───── PROVIDED MATERIAL
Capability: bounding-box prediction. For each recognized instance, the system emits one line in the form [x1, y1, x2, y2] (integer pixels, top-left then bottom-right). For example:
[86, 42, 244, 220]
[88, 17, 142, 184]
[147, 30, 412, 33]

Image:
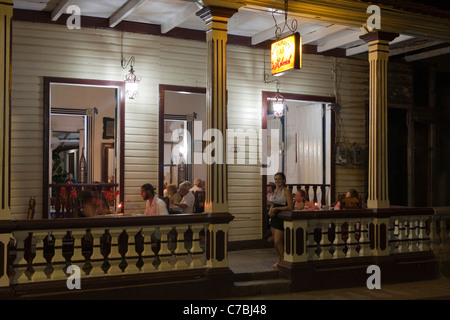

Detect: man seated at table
[141, 183, 169, 216]
[171, 181, 195, 213]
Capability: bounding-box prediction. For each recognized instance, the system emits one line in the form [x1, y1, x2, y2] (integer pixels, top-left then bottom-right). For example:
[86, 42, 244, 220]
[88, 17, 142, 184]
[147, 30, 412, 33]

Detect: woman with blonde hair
[269, 172, 293, 269]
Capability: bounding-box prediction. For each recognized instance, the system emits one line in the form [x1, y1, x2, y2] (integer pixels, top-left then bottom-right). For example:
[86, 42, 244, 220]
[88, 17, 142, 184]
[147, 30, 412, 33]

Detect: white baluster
[190, 225, 205, 268]
[398, 218, 408, 253]
[306, 227, 317, 261]
[430, 217, 441, 255]
[319, 221, 332, 260]
[346, 221, 358, 258]
[388, 217, 398, 254]
[359, 220, 373, 257]
[158, 226, 172, 271]
[333, 220, 345, 259]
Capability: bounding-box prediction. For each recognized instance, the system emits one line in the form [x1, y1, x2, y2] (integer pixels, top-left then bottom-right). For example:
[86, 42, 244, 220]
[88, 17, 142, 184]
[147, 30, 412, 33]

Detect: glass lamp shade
[124, 67, 141, 99]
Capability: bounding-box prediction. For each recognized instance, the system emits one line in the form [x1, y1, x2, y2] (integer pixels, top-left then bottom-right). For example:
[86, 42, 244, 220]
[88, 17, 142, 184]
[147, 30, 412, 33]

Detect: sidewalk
[228, 248, 450, 300]
[240, 277, 450, 300]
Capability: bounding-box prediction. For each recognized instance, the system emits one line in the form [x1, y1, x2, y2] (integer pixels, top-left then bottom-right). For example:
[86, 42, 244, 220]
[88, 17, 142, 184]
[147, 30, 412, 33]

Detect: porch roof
[10, 0, 450, 61]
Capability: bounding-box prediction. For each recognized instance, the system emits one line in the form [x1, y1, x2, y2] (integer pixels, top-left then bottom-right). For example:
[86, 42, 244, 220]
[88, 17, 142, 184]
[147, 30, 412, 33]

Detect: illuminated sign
[270, 32, 302, 76]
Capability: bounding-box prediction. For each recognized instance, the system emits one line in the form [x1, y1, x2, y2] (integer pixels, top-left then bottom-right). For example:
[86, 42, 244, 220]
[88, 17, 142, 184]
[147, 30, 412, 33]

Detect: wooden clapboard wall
[11, 21, 368, 241]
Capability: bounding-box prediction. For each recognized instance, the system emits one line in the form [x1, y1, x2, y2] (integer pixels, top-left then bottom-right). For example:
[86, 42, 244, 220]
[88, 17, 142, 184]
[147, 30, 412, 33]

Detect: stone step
[234, 270, 280, 282]
[233, 278, 291, 297]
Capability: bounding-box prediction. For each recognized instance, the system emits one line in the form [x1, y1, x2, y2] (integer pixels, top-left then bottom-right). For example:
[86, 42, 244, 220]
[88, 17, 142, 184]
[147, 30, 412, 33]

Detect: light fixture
[272, 81, 286, 118]
[121, 56, 141, 99]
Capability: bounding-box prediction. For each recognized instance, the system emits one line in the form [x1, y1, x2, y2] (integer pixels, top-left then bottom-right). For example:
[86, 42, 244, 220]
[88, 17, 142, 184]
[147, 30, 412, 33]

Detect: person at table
[141, 183, 169, 216]
[266, 182, 277, 208]
[166, 183, 181, 207]
[334, 189, 361, 210]
[294, 190, 314, 211]
[269, 172, 294, 269]
[189, 178, 205, 192]
[171, 181, 195, 213]
[64, 173, 78, 184]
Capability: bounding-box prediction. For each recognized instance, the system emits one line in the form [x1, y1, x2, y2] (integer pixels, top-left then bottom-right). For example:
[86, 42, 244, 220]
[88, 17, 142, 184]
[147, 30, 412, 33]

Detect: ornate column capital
[359, 31, 398, 43]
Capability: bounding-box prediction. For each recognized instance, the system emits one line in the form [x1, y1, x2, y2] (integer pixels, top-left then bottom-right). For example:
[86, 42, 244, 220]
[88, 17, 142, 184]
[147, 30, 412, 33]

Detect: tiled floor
[228, 248, 450, 300]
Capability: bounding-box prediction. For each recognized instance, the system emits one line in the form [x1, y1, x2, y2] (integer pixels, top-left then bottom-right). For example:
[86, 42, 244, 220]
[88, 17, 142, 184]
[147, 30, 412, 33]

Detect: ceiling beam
[389, 39, 443, 57]
[302, 24, 347, 44]
[405, 47, 450, 62]
[317, 30, 364, 52]
[109, 0, 147, 28]
[347, 34, 414, 57]
[161, 2, 201, 33]
[52, 0, 71, 21]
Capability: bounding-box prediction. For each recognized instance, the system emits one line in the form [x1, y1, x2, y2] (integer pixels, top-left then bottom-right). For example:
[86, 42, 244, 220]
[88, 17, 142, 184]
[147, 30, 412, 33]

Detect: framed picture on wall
[103, 117, 115, 139]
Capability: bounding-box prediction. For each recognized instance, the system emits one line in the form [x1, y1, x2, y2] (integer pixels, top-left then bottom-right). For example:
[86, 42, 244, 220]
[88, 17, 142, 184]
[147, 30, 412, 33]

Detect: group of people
[141, 178, 204, 216]
[267, 172, 360, 269]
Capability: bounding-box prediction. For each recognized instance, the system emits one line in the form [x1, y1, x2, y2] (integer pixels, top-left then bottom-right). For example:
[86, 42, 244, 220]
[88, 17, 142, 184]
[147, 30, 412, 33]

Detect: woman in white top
[269, 172, 293, 269]
[173, 181, 195, 213]
[141, 183, 169, 216]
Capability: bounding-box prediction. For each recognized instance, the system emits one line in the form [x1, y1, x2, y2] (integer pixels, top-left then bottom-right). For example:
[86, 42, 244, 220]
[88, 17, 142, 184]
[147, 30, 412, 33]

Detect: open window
[42, 78, 125, 219]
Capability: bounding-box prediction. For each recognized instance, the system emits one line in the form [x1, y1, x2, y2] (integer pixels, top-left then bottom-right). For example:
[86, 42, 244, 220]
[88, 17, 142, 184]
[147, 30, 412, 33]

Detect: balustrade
[49, 183, 118, 218]
[279, 209, 442, 262]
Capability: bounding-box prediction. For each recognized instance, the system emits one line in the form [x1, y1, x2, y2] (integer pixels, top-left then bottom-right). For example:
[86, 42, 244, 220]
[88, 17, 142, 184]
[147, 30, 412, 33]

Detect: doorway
[262, 92, 335, 235]
[158, 85, 206, 196]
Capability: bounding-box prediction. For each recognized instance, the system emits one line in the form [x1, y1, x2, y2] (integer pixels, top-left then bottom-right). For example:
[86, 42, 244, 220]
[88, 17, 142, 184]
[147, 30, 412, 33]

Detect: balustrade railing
[0, 213, 233, 285]
[279, 208, 450, 262]
[286, 184, 331, 207]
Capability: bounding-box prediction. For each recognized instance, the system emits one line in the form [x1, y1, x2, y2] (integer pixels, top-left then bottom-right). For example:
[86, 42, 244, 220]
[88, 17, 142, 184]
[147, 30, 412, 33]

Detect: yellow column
[197, 6, 237, 213]
[360, 31, 398, 208]
[0, 0, 13, 288]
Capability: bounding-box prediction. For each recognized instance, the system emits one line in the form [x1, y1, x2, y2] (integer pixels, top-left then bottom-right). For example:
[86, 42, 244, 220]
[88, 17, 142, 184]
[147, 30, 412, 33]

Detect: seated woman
──────────
# DO THIS
Count the lines in the data above that contain the word "seated". Give only the number.

# RESULT OF THE TASK
2